- SOURCE PASSAGE
++++++++++++++++++++
# qemu-aarch64-static 13-Current r346657  amd64 host vm, is it supposed to work? (It does, with caveats, debug guidance appreciated)



## CrunchBerry (May 3, 2019)

so I've been playing with a raspberry pi 3, and have it running the base system, so I tried moving on to package building with ports-mgmt/poudriere. found out I can't build 13-Head packages on my 12-releng-p3 main OS so stood up a bhyve with 13-Head r346657 . then built a ports-mgmt/poudriere jail from that source with the non-build src= option, native cross-tools built -x and the jail was happy. when I attempting to bulk build it failed after the jail was stood up with uname errors, the basic stuff to determine host build, version, etc. then noticed at first stack errors when I manually ran `qemu-aarch64-static` against an arm64 binary. now there is no errors, but it doesn't run the file, even statics as found in `/rescue/hostname`, just line feeds and returns to the shell prompt no output. technically not the same file, but the same versions built in my main 12-releng host do work with some glitches, I'm thinking due to the missing kernel calls. things like `hostname` works fine. Only issues I've noticed with the 13-r346657 system is witness reporting lock order reversals. not necessarily related to qemu usage.
++++++++++++++++++++
- EXERCISE REQUIREMENTS
[a] Reproduce word for word the part of the qemu-aarch64-static forum thread that begins at "# qemu-aarch64-static 13-Current" and stops after "(May 3, 2019)".
[b] Write the next part of the qemu-aarch64-static forum thread, picking up right after its last sentence.
The items that follow were taken from a separate source.

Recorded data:
++++++++++++++++++++
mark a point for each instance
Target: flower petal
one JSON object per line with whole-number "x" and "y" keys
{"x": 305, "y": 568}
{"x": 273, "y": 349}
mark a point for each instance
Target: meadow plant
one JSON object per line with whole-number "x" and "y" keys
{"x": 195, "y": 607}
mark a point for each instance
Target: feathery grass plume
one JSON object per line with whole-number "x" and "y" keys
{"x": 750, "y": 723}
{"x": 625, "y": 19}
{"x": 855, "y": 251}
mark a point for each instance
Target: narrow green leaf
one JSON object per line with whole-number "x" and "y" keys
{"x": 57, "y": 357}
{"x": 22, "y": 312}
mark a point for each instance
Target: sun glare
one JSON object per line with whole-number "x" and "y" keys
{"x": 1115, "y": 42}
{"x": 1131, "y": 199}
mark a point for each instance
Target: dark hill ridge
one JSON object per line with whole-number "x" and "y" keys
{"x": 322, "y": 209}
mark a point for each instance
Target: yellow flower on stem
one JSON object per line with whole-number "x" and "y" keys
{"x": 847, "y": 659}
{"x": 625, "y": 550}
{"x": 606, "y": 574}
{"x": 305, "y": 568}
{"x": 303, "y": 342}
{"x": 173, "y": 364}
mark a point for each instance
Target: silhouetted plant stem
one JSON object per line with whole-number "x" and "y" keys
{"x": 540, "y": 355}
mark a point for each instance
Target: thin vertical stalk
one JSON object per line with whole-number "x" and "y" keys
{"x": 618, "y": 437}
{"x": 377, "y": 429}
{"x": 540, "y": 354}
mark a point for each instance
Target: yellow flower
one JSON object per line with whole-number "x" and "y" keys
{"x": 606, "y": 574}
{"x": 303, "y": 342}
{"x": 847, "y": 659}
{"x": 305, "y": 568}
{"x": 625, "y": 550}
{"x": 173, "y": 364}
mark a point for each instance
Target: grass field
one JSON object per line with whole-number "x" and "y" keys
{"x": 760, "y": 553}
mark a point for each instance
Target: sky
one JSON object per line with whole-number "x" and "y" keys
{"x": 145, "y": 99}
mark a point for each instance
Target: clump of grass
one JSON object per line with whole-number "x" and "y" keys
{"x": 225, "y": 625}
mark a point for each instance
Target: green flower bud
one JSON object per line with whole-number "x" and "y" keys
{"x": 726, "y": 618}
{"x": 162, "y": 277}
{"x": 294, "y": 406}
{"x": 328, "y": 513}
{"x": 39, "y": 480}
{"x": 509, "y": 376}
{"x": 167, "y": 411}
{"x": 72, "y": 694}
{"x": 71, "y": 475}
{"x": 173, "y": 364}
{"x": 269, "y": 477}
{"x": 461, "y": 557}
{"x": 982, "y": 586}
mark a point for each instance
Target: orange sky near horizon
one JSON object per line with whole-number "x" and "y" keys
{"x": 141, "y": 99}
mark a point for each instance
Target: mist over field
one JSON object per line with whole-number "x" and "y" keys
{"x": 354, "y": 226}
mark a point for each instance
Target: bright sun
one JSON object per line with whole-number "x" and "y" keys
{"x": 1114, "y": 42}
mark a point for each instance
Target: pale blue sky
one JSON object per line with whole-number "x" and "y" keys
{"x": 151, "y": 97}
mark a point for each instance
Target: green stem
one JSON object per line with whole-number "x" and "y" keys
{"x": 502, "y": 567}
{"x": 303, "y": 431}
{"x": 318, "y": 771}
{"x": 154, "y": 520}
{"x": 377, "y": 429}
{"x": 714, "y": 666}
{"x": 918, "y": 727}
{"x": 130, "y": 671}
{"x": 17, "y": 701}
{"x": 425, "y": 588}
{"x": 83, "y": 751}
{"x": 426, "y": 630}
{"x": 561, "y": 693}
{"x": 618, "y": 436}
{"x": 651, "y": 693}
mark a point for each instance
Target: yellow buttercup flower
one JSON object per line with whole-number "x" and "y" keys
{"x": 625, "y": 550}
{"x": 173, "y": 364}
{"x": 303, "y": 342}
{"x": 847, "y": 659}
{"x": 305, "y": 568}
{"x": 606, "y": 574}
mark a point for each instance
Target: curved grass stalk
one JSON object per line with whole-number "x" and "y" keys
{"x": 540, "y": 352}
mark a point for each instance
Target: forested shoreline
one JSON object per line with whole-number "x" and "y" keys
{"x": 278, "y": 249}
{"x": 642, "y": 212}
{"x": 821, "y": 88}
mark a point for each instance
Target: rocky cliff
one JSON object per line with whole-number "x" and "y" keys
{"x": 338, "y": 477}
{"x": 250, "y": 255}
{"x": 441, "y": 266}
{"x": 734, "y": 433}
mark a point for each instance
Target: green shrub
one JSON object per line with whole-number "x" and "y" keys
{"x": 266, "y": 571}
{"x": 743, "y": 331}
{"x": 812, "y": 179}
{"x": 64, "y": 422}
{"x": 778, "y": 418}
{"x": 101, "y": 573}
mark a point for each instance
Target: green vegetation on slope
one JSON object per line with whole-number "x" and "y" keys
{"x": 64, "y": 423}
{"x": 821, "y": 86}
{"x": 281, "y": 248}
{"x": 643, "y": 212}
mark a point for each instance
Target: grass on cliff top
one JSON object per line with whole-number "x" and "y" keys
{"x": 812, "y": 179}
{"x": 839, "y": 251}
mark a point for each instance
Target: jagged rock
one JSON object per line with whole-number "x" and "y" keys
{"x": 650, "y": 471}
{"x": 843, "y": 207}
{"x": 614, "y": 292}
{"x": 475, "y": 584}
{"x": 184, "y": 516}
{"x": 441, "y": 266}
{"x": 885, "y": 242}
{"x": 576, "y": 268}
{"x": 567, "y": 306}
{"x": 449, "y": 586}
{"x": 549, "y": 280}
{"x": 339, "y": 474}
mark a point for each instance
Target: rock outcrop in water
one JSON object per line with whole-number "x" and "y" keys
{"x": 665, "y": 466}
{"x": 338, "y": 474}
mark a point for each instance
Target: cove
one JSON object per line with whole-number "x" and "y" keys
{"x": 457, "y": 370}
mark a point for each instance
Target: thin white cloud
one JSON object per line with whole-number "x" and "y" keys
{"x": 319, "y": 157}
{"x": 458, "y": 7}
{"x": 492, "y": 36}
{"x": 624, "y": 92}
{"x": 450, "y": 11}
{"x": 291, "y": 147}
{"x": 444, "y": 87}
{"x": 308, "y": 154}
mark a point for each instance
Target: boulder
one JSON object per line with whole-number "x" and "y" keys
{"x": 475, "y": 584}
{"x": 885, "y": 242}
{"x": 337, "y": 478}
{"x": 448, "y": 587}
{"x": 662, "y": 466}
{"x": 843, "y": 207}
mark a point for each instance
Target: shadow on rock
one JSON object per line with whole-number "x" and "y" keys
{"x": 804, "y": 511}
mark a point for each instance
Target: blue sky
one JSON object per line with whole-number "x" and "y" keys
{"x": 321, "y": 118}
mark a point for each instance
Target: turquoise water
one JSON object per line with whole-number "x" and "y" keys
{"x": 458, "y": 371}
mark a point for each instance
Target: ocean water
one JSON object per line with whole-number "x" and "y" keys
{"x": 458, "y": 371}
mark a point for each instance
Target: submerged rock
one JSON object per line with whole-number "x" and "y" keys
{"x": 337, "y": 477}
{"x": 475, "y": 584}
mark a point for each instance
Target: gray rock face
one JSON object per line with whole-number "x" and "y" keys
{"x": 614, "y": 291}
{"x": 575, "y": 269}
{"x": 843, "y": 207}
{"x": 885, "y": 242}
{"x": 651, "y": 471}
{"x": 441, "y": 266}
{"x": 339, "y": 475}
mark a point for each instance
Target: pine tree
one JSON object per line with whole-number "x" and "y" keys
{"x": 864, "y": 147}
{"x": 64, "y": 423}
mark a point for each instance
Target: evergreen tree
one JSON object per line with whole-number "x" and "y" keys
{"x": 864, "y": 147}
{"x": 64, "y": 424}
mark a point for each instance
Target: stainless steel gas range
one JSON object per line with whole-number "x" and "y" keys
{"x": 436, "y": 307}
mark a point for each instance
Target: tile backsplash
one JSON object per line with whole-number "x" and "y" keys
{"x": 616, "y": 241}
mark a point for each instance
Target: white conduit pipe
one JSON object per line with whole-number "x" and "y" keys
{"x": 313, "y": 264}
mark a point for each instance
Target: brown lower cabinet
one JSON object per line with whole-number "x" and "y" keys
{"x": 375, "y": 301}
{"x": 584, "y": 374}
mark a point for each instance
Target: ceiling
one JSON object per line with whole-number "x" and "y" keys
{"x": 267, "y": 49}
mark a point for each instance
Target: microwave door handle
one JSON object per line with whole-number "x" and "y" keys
++++++++++++++++++++
- ANSWERS GIVEN
[a]
# qemu-aarch64-static 13-Current r346657  amd64 host vm, is it supposed to work? (It does, with caveats, debug guidance appreciated)



## CrunchBerry (May 3, 2019)

[b]
it looks like emulators/qemu-user-static hasn't been updated for a while in so far as its source tree, so not sure if it just doesn't work Current. haven't found much searching about it, least nothing within the year on Current. I've thought the other option might be to drop back to 12, or try to run an  `qemu-system-aarch64` multi-core vm to do the same thing from my 12 main system, just want more HP than a pi 3 to build packages. Just curious if folks have gotten aarch64 poudriere package building on 13-Head from an amd64 host, mainly in so far as having qemu function properly, with or without `bhyve` .


----------



## acheron (May 3, 2019)

20 lines of talk and no build log or error message were provided....
I will trust my crystal ball and say you're hitting https://github.com/seanbruno/qemu-bsd-user/issues/74


----------



## CrunchBerry (May 3, 2019)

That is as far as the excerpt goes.